→ **READING PASSAGE**
--- START ---

Moore came of age during segregation, a fact that she encountered constantly in her schooling as well as her ambition to start a business. Even her efforts to purchase stylish clothes for herself weren’t immune. In a February 2010 interview, Moore recalled waiting in line to be served at department stores while white customers were served first. She also noted her first major clothing purchase from department store J.P. Allen: a suit, shoes, and hat, though the store did not allow Black customers to try on hats. She even opened her first credit card under the name “A.J. Moore,” which would require white clerks to inquire “Mr. or Mrs.,” a respectful address frequently denied to African Americans at the time.
Following Moore’s graduation from Spelman, she pursued formal design education at the Traphagen School of Fashion and the New York Fashion Academy, both in New York, and École Guerre Lavigne in Paris. Her time in Paris introduced her to essential skills and concepts central to French haute couture that would inform her design for decades. She also worked at the Lutygens Theatrical Costume House in New York to create costumes for the Broadway hit Gentlemen Prefer Blondes.

--- END ---

→ **WRITTEN EXERCISE A**
In the entries below, convert the part that opens with the line containing "I need to find every stone handrail" and closes with the line containing "left=785, top=509, right=833, bottom=545" into a Markdown table with the columns No. and Line. Number the rows and leave out blank lines.

→ **EXCERPTED DATA**
--- START ---

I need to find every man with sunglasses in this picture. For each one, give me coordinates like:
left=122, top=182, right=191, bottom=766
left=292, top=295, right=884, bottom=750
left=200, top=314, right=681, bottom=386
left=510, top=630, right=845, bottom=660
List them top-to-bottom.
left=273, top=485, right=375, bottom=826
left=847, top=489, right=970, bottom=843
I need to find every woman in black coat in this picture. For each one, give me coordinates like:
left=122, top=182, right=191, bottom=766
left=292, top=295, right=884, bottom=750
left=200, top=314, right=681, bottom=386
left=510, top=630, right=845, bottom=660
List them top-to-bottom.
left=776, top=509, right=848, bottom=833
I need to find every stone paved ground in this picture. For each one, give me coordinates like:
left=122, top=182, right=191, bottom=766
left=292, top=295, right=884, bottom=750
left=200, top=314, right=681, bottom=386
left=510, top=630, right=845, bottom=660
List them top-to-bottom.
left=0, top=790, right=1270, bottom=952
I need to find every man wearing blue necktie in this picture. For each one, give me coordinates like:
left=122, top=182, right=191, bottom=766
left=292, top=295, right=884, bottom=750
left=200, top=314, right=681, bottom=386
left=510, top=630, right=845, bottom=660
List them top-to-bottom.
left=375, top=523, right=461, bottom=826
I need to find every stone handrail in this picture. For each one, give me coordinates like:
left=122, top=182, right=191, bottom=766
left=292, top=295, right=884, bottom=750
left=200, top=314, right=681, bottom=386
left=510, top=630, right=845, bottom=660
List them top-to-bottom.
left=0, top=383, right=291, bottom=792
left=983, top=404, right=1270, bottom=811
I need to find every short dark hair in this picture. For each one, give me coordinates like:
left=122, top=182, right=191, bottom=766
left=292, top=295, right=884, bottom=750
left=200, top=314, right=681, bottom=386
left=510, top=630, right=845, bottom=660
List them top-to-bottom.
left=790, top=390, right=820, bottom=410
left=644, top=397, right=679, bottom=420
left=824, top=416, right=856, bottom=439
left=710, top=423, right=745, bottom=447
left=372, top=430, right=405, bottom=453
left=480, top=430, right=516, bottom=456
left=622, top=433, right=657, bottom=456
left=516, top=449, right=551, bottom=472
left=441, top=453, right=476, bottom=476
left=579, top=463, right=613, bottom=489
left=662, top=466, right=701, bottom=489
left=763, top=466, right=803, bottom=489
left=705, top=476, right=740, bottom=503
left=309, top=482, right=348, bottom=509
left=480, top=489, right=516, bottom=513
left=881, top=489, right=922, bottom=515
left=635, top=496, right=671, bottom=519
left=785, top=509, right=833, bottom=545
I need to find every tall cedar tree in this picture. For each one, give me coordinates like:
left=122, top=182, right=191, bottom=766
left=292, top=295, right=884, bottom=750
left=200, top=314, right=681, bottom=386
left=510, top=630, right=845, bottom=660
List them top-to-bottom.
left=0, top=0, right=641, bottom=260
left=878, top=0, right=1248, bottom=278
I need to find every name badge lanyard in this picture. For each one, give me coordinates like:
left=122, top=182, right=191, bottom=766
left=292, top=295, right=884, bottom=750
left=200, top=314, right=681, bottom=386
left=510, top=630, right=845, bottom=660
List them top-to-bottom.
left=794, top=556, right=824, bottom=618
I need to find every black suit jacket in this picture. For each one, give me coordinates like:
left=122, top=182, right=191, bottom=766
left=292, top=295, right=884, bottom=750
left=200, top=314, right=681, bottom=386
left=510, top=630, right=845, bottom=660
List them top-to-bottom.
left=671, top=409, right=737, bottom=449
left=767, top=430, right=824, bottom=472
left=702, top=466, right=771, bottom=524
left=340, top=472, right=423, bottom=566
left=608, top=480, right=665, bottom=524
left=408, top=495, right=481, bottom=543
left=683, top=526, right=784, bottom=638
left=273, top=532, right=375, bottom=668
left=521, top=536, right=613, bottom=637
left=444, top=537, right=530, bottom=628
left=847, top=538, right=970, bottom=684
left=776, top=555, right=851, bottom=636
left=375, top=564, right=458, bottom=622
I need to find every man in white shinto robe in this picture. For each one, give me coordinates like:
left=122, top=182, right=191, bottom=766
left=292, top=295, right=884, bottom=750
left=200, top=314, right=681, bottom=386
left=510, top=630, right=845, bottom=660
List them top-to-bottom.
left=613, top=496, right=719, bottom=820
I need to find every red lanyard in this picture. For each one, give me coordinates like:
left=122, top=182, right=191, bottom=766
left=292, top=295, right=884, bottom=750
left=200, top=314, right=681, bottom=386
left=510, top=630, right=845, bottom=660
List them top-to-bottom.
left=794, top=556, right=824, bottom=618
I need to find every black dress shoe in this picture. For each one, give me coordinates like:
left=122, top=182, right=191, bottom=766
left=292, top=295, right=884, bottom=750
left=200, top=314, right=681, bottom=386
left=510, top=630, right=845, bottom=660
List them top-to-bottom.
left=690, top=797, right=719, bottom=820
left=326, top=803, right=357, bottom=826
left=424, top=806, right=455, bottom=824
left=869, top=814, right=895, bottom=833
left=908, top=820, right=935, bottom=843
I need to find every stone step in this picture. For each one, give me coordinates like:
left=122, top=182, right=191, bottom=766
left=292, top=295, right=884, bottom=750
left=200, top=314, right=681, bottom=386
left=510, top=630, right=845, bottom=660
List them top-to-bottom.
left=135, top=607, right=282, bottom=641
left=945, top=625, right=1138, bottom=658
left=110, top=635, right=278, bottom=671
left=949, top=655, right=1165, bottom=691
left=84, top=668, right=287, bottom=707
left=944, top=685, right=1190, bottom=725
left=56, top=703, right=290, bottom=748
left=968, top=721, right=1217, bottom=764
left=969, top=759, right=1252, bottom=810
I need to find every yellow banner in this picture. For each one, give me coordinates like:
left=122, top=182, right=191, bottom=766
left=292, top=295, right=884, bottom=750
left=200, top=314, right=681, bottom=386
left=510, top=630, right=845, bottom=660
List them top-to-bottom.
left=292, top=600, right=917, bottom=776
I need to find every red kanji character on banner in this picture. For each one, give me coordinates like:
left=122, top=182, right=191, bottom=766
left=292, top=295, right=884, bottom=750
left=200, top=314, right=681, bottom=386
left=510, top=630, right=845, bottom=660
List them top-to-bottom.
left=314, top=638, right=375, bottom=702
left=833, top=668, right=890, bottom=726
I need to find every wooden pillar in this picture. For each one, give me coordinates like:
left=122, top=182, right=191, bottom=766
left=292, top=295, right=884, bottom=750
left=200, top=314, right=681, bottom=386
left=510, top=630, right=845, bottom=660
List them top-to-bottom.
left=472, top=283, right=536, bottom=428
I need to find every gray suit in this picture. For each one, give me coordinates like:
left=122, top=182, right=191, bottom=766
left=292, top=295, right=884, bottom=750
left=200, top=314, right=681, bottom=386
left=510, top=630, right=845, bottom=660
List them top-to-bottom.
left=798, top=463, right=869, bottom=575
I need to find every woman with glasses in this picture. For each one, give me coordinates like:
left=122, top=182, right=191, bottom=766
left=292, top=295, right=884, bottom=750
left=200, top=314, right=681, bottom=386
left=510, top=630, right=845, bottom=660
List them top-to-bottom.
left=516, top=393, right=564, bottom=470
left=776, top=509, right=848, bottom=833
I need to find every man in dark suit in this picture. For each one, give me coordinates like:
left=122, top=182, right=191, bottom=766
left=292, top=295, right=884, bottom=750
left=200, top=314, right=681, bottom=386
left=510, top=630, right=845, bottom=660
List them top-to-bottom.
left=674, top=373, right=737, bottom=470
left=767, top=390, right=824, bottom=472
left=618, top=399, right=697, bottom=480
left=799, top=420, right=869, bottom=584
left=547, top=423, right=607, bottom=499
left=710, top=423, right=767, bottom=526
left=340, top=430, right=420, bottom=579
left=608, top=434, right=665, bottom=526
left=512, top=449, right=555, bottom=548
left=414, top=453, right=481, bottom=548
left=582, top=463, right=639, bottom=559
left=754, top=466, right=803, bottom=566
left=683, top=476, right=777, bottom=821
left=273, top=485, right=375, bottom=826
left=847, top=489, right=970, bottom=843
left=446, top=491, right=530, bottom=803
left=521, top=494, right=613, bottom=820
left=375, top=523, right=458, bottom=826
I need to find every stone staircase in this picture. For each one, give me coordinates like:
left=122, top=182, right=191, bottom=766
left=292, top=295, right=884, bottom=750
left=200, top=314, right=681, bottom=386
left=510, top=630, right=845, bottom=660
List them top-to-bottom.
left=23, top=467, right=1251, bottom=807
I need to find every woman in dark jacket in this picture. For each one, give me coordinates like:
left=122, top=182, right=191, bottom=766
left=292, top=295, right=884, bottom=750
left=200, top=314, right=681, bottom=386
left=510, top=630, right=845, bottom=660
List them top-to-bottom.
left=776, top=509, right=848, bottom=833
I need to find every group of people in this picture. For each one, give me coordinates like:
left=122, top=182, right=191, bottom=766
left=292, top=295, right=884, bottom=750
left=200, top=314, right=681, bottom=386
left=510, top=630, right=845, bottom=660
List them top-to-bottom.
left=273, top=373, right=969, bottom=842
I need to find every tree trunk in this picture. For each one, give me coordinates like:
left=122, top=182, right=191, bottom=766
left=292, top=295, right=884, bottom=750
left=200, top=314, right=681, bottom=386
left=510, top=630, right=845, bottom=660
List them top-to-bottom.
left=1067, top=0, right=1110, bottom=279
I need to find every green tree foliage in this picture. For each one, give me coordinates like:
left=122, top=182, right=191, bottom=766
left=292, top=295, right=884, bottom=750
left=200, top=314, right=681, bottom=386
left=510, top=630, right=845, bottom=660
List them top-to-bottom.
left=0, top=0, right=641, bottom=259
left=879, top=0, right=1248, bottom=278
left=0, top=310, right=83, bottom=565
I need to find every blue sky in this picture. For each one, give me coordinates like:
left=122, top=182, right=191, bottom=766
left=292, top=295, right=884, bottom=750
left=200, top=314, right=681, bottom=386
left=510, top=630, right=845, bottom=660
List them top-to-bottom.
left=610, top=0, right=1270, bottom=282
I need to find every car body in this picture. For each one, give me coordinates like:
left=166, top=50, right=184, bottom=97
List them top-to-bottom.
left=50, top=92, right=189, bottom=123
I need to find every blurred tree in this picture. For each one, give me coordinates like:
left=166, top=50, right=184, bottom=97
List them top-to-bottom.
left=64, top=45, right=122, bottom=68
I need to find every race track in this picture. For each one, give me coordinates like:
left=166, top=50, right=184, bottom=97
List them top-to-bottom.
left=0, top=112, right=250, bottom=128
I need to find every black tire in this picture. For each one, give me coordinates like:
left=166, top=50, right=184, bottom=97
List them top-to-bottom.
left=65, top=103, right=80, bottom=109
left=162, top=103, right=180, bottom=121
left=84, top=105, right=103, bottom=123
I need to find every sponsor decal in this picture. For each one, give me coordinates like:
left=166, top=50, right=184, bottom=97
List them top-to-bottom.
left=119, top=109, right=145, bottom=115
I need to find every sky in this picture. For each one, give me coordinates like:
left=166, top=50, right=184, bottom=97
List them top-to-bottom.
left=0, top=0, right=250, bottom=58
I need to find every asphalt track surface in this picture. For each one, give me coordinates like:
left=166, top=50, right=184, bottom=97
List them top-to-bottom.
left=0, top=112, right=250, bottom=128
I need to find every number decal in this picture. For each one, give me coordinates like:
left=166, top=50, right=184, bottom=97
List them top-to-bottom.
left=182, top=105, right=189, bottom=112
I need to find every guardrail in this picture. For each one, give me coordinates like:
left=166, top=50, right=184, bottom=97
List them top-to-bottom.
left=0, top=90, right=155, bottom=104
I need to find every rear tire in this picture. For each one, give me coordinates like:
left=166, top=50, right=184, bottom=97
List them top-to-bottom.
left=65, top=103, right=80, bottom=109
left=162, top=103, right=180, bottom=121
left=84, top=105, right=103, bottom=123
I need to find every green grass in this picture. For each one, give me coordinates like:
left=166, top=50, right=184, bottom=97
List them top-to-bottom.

--- END ---

→ **WRITTEN EXERCISE B**
Answer these questions from the passage on Moore:
(i) From which department store did Moore make her first major clothing purchase?
(ii) Under what name did Moore open her first credit card?
(iii) For which Broadway hit did Moore create costumes at the Lutygens Theatrical Costume House?

→ **EXPECTED ANSWER A**
| No. | Line |
|---|---|
| 1 | I need to find every stone handrail in this picture. For each one, give me coordinates like: |
| 2 | left=122, top=182, right=191, bottom=766 |
| 3 | left=292, top=295, right=884, bottom=750 |
| 4 | left=200, top=314, right=681, bottom=386 |
| 5 | left=510, top=630, right=845, bottom=660 |
| 6 | List them top-to-bottom. |
| 7 | left=0, top=383, right=291, bottom=792 |
| 8 | left=983, top=404, right=1270, bottom=811 |
| 9 | I need to find every short dark hair in this picture. For each one, give me coordinates like: |
| 10 | left=122, top=182, right=191, bottom=766 |
| 11 | left=292, top=295, right=884, bottom=750 |
| 12 | left=200, top=314, right=681, bottom=386 |
| 13 | left=510, top=630, right=845, bottom=660 |
| 14 | List them top-to-bottom. |
| 15 | left=790, top=390, right=820, bottom=410 |
| 16 | left=644, top=397, right=679, bottom=420 |
| 17 | left=824, top=416, right=856, bottom=439 |
| 18 | left=710, top=423, right=745, bottom=447 |
| 19 | left=372, top=430, right=405, bottom=453 |
| 20 | left=480, top=430, right=516, bottom=456 |
| 21 | left=622, top=433, right=657, bottom=456 |
| 22 | left=516, top=449, right=551, bottom=472 |
| 23 | left=441, top=453, right=476, bottom=476 |
| 24 | left=579, top=463, right=613, bottom=489 |
| 25 | left=662, top=466, right=701, bottom=489 |
| 26 | left=763, top=466, right=803, bottom=489 |
| 27 | left=705, top=476, right=740, bottom=503 |
| 28 | left=309, top=482, right=348, bottom=509 |
| 29 | left=480, top=489, right=516, bottom=513 |
| 30 | left=881, top=489, right=922, bottom=515 |
| 31 | left=635, top=496, right=671, bottom=519 |
| 32 | left=785, top=509, right=833, bottom=545 |

→ **EXPECTED ANSWER B**
(i) J.P. Allen
(ii) "A.J. Moore"
(iii) Gentlemen Prefer Blondes